All’inizio sembrava una manovra senza nome. Nessun provvedimento di bandiera, salvo l’abolizione dello scatto delle aliquote iva previsto per il 2020 e che assorbe la maggioranza delle risorse. Importante certo, ma più per aver evitato un pericolo e non perché sia una proposta per il futuro.

Alla fine, però, partorito un po’ di nascosto in uno di quei vertici dove tutti sono d’accordo per poi dissociarsi il giorno dopo, un provvedimento è emerso su tutti: la tassa sulla plastica monouso, contro la quale si è scatenato l’inferno. I produttori hanno protestato, a voce e comprando pubblicità sui giornali; le opposizioni hanno giurato battaglia in parlamento, naturalmente a partire dalla Lega; Italia viva si è detta contraria, coniando un nuovo slogan, “C’è chi è No tav o No tap, noi siamo No tax”; e si è fatto sentire anche lo stato maggiore del Partito democratico in Emilia-Romagna, dove si concentra la produzione degli imballaggi e dove si voterà il 26 gennaio 2020.

La levata di scudi ha portato il governo a promettere una riformulazione della proposta per ammorbidirla, compensarla con aiuti alla riconversione, rimandarla un po’ in avanti, a debita distanza dal voto regionale.

La marcia indietro è stata anche più rapida per la proposta sulla riduzione dei benefici fiscali per le auto aziendali (articolo 78 della legge di bilancio, il più ballerino). Mentre l’altro grande tema del capitolo fiscale della manovra, quello della lotta all’uso del contante per aiutare la lotta all’evasione fiscale, è stato già in partenza edulcorato per arrivare nel decreto fiscale con una mediazione: il tetto al contante scende da tremila a duemila euro dal luglio 2020, e a mille euro da gennaio 2022. Se poi aggiungiamo anche la questione delle partite iva e dei paletti introdotti alla flat tax voluta l’anno scorso da Salvini, il catalogo delle polemiche fiscali d’autunno è al completo.

Forse più di altre volte è nello specchio delle tasse che i partiti, dal più vecchio – la Lega – al più giovane – Italia viva – mostrano o cercano la loro identità, la propria base sociale, il proprio elettorato di riferimento. Con alcune conferme, qualche incertezza e molte contraddizioni. Vediamone due, associandovi delle parole chiave.

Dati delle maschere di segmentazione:
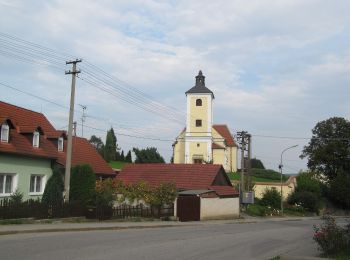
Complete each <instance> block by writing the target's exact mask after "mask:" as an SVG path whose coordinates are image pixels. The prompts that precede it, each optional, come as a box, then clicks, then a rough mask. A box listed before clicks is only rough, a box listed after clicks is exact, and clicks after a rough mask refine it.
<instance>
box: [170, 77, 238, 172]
mask: <svg viewBox="0 0 350 260" xmlns="http://www.w3.org/2000/svg"><path fill="white" fill-rule="evenodd" d="M186 99H187V113H186V116H187V119H186V127H185V128H184V129H183V130H182V132H181V133H180V134H179V135H178V136H177V138H176V141H175V142H174V144H173V151H174V154H173V158H174V163H185V164H196V163H199V164H202V163H214V164H221V165H222V166H223V167H224V169H225V171H226V172H236V171H237V145H236V142H235V140H234V138H233V136H232V134H231V132H230V129H229V128H228V126H227V125H225V124H213V101H214V93H213V92H212V91H211V90H210V89H208V88H207V87H206V85H205V77H204V76H203V73H202V72H201V71H199V74H198V76H196V84H195V86H194V87H193V88H191V89H189V90H188V91H187V92H186Z"/></svg>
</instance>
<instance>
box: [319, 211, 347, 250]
mask: <svg viewBox="0 0 350 260" xmlns="http://www.w3.org/2000/svg"><path fill="white" fill-rule="evenodd" d="M322 219H323V220H324V223H323V224H322V225H321V226H320V227H317V226H314V230H315V233H314V236H313V239H314V240H315V241H316V243H317V244H318V249H319V250H320V251H322V252H323V254H325V255H327V256H329V255H334V254H337V253H340V252H342V251H344V250H345V249H347V248H349V246H350V229H349V226H350V224H349V225H348V226H347V227H346V228H342V227H340V226H337V224H336V223H335V219H334V218H332V217H331V216H328V215H325V216H323V218H322Z"/></svg>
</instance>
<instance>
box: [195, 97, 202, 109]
mask: <svg viewBox="0 0 350 260" xmlns="http://www.w3.org/2000/svg"><path fill="white" fill-rule="evenodd" d="M196 106H197V107H201V106H202V100H201V99H200V98H198V99H196Z"/></svg>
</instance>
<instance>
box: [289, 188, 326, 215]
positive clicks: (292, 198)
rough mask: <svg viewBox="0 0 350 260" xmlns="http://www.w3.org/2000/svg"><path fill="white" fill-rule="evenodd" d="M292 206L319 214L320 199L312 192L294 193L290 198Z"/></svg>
mask: <svg viewBox="0 0 350 260" xmlns="http://www.w3.org/2000/svg"><path fill="white" fill-rule="evenodd" d="M288 203H289V204H290V205H300V206H302V207H303V208H304V209H306V210H308V211H311V212H316V213H318V212H319V209H320V198H319V197H318V196H317V195H316V194H315V193H313V192H310V191H294V192H293V193H292V194H291V195H290V196H289V198H288Z"/></svg>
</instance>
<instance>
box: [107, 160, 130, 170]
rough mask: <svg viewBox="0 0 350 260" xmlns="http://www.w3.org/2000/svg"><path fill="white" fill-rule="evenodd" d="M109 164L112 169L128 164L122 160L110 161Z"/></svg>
mask: <svg viewBox="0 0 350 260" xmlns="http://www.w3.org/2000/svg"><path fill="white" fill-rule="evenodd" d="M108 164H109V166H111V167H112V168H114V169H123V167H124V166H125V164H128V163H127V162H122V161H110V162H109V163H108Z"/></svg>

**Esercizi da svolgere**.
**1)** Riscrivi come elenco puntato il paragrafo dell'articolo sulla manovra che comincia con "La marcia indietro è stata anche più rapida", mantenendo i fatti principali.
**2)** Estrai dall'articolo sulla manovra il passo che comincia con "Alla fine, però, partorito" e va avanti fino a "26 gennaio 2020.".
Per rispondere serve soltanto l'articolo sulla manovra.

**Soluzioni**.
**1)**
- Il governo ha fatto marcia indietro ancora più in fretta sulla riduzione dei benefici fiscali per le auto aziendali (articolo 78 della legge di bilancio, il più ballerino).
- La lotta all'uso del contante contro l'evasione fiscale è stata ammorbidita già in partenza. È entrata nel decreto fiscale con una mediazione: il tetto al contante scende da tremila a duemila euro da luglio 2020 e a mille euro da gennaio 2022.
- Con la questione delle partite iva e dei paletti alla flat tax voluta l'anno scorso da Salvini, il catalogo delle polemiche fiscali d'autunno è completo.

**2)**
Alla fine, però, partorito un po’ di nascosto in uno di quei vertici dove tutti sono d’accordo per poi dissociarsi il giorno dopo, un provvedimento è emerso su tutti: la tassa sulla plastica monouso, contro la quale si è scatenato l’inferno. I produttori hanno protestato, a voce e comprando pubblicità sui giornali; le opposizioni hanno giurato battaglia in parlamento, naturalmente a partire dalla Lega; Italia viva si è detta contraria, coniando un nuovo slogan, “C’è chi è No tav o No tap, noi siamo No tax”; e si è fatto sentire anche lo stato maggiore del Partito democratico in Emilia-Romagna, dove si concentra la produzione degli imballaggi e dove si voterà il 26 gennaio 2020.